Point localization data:

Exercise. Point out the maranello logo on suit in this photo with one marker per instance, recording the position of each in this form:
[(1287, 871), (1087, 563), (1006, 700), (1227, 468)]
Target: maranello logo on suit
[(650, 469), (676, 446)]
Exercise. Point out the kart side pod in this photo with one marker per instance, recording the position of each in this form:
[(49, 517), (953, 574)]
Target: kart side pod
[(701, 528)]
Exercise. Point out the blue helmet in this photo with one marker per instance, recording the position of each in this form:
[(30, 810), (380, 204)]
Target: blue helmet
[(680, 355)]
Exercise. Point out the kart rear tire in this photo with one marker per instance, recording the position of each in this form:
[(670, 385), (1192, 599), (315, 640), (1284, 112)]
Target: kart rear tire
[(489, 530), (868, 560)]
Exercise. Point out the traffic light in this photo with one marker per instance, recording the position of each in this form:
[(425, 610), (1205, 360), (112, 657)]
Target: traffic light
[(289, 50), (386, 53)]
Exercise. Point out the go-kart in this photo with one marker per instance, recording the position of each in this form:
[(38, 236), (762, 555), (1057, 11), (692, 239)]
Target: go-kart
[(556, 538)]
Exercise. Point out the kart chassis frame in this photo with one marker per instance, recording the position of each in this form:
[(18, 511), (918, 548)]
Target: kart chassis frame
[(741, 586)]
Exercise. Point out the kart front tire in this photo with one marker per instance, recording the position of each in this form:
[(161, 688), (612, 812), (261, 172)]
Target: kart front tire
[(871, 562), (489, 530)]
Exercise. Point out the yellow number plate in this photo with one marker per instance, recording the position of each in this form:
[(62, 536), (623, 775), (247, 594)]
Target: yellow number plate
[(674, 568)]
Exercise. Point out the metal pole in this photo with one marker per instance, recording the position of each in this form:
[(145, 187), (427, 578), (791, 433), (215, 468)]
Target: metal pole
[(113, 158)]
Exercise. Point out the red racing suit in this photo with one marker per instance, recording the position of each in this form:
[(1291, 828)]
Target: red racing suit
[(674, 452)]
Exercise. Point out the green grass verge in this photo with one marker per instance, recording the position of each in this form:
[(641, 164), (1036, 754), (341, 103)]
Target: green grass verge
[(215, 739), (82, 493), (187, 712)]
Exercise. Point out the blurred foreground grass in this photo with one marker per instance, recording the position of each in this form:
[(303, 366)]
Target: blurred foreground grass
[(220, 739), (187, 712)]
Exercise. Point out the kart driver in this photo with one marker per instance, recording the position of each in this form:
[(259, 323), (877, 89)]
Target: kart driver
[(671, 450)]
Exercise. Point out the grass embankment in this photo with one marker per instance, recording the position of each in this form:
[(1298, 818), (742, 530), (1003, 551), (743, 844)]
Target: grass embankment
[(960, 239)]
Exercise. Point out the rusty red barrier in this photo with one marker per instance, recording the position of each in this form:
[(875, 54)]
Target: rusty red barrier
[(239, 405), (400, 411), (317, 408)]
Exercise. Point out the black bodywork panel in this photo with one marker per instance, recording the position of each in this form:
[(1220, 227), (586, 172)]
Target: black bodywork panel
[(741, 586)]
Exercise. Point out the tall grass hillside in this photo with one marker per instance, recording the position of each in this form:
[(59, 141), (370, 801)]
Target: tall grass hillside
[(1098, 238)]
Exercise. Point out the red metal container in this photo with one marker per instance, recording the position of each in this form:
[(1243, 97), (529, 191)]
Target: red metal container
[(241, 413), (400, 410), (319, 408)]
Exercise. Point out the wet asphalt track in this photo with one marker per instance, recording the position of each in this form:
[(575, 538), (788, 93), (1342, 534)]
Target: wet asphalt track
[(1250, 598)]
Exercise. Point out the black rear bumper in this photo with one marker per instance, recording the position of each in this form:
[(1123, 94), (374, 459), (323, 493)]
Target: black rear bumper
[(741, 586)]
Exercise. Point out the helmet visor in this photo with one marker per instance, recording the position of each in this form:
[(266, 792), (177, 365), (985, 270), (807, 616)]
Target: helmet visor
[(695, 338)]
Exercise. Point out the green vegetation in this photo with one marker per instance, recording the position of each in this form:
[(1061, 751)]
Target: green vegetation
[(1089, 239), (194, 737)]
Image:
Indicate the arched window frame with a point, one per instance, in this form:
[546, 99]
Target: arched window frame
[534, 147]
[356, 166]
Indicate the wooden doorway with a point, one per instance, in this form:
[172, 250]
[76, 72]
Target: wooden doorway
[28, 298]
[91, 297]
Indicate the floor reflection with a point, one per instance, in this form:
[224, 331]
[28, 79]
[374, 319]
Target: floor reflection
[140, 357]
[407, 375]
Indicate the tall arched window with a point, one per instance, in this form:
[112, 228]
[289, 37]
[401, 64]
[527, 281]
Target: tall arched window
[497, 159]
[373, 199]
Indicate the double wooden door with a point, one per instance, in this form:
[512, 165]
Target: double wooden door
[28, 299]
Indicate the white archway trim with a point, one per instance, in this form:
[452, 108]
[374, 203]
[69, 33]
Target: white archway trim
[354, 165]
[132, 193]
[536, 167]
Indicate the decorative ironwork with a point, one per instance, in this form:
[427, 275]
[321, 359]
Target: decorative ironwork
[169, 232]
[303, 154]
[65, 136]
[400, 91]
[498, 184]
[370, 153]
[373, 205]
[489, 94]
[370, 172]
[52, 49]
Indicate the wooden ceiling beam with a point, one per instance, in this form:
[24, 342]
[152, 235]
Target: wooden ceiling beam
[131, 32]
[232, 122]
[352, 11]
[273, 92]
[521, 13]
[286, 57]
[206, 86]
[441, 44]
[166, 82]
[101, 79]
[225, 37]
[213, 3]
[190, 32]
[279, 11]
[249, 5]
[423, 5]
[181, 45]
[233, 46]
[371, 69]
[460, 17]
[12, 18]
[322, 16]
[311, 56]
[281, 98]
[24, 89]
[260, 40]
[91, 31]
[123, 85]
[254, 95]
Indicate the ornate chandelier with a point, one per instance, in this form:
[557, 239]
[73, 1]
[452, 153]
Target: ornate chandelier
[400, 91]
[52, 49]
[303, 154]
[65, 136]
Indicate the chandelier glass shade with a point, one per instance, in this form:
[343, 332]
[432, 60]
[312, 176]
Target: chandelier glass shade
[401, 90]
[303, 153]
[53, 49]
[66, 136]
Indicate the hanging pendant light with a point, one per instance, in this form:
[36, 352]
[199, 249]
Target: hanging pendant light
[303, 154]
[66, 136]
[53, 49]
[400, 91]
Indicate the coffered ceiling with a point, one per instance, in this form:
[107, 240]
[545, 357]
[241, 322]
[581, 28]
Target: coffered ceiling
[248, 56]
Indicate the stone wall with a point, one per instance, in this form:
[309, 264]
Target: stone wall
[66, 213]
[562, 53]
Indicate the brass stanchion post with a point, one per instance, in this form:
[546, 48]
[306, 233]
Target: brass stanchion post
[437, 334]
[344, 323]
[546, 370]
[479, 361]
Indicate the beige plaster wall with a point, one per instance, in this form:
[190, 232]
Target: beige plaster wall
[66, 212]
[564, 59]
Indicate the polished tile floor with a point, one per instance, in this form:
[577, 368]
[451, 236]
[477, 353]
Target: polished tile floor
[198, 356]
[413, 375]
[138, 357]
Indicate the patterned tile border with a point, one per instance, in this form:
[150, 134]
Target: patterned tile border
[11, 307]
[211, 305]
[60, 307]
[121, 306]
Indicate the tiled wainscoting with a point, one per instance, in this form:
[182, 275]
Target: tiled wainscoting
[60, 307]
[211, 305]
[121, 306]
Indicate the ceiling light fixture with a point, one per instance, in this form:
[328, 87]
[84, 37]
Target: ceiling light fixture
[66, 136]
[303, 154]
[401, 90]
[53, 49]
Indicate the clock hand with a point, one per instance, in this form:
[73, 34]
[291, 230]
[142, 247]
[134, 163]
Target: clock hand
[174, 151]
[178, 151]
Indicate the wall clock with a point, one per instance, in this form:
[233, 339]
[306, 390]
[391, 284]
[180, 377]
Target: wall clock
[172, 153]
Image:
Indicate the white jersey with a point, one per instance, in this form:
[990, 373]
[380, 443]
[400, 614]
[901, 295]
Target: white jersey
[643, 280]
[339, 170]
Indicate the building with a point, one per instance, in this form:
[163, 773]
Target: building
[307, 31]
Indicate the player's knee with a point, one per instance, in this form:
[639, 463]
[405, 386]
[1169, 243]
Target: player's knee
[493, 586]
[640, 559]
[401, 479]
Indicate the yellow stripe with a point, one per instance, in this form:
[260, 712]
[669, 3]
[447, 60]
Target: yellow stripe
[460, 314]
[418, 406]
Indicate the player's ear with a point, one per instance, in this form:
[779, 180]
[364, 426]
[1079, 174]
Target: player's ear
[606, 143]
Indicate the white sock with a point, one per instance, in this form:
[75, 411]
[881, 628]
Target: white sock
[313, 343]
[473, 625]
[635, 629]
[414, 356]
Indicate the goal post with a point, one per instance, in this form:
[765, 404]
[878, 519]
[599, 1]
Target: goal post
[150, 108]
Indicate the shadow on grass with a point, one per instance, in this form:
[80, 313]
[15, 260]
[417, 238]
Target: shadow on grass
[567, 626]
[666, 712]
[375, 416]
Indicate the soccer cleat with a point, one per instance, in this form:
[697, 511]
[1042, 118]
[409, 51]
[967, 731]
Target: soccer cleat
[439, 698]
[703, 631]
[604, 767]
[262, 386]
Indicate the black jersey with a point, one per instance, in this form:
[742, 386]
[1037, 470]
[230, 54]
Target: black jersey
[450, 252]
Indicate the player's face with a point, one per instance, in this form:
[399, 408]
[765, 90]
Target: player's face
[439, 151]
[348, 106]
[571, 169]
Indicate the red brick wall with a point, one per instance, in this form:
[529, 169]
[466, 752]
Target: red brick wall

INSTRUCTIONS TO FOLLOW: Using the entries above, return each line in which the word "brick" occurs.

RESULT FOR THIS TASK:
Indicate the red brick wall with a point, one per instance, in this form:
Target: red brick wall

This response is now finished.